Task:
The copy should run from the line containing "Annotate the coat hood" through the last line of the entries below, exactly as written, with pictures omitted.

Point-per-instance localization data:
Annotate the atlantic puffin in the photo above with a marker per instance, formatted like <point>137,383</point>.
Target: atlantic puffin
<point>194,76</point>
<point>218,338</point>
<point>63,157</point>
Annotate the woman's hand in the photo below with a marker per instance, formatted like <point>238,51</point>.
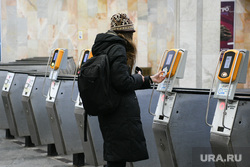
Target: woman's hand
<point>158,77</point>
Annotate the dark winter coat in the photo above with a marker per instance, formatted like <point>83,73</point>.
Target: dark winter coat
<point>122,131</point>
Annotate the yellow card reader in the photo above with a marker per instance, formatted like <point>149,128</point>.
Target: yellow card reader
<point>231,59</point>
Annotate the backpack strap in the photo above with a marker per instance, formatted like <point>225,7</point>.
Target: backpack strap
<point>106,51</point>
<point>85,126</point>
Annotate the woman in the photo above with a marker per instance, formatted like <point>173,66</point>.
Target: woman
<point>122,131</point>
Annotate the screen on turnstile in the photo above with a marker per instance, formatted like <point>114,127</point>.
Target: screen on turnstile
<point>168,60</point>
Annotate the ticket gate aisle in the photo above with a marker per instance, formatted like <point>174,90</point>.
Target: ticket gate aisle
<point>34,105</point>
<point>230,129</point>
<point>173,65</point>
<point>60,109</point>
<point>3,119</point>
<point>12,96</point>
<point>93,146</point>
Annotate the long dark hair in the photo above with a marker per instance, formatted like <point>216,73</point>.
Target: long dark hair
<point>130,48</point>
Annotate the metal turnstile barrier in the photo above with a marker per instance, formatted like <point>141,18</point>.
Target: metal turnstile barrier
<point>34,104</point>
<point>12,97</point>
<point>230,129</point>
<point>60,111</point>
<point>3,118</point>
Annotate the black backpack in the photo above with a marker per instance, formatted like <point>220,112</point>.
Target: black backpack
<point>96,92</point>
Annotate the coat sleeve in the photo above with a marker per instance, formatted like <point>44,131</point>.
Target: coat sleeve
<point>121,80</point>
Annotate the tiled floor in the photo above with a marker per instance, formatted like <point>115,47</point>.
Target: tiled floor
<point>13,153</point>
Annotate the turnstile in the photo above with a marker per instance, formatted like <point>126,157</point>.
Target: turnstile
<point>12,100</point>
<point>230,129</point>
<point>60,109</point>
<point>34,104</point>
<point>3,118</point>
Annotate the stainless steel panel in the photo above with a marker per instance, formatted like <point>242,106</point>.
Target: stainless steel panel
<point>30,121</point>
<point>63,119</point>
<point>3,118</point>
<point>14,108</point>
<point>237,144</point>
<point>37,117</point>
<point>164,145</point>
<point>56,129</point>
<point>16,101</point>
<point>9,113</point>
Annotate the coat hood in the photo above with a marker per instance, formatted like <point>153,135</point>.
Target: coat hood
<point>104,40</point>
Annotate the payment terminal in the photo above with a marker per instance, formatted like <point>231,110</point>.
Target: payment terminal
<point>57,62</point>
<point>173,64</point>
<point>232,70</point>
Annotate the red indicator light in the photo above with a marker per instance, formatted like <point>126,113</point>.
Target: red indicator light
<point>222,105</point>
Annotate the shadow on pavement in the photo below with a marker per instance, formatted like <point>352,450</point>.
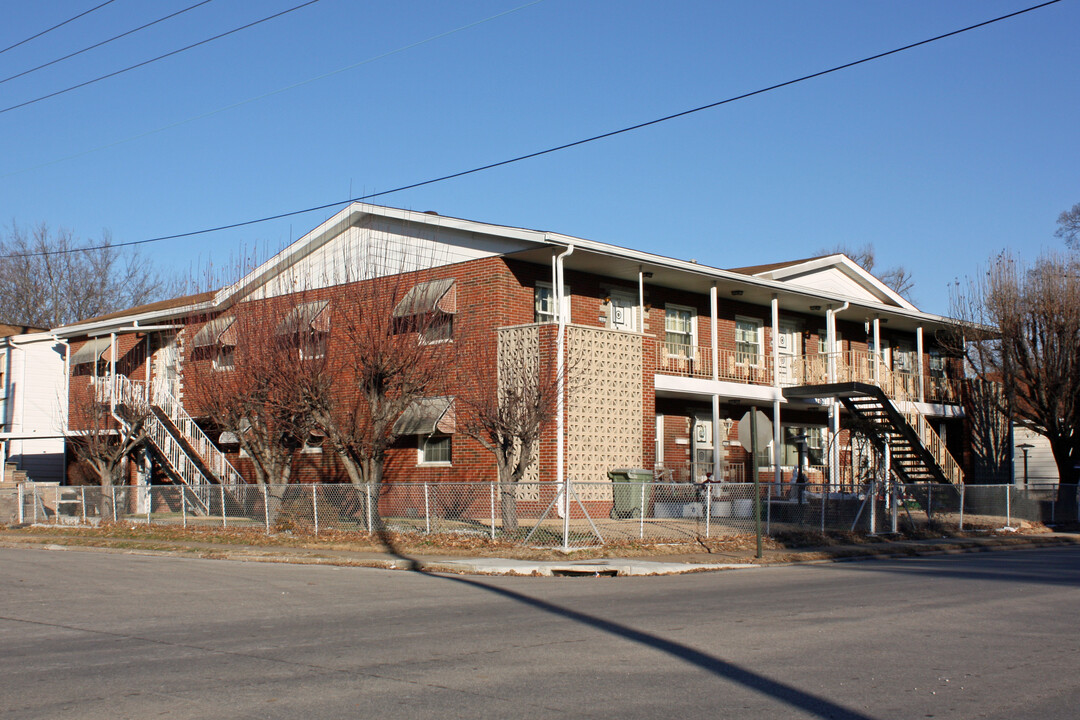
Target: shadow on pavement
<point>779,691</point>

Answer box:
Annotate the coat hood in the photo above with a marker per instance, formatted like <point>153,135</point>.
Target: coat hood
<point>104,40</point>
Annotate the payment terminal in the photo above with a marker per instance, formatted like <point>231,110</point>.
Target: payment terminal
<point>57,62</point>
<point>173,64</point>
<point>232,70</point>
Annotate the red indicator light in the photo above with a marker per instance, formatted like <point>126,113</point>.
Target: red indicator light
<point>222,105</point>
Annotate the shadow on pavement in the photo below with a marker per instance, formatted like <point>352,450</point>.
Target: shadow on pavement
<point>779,691</point>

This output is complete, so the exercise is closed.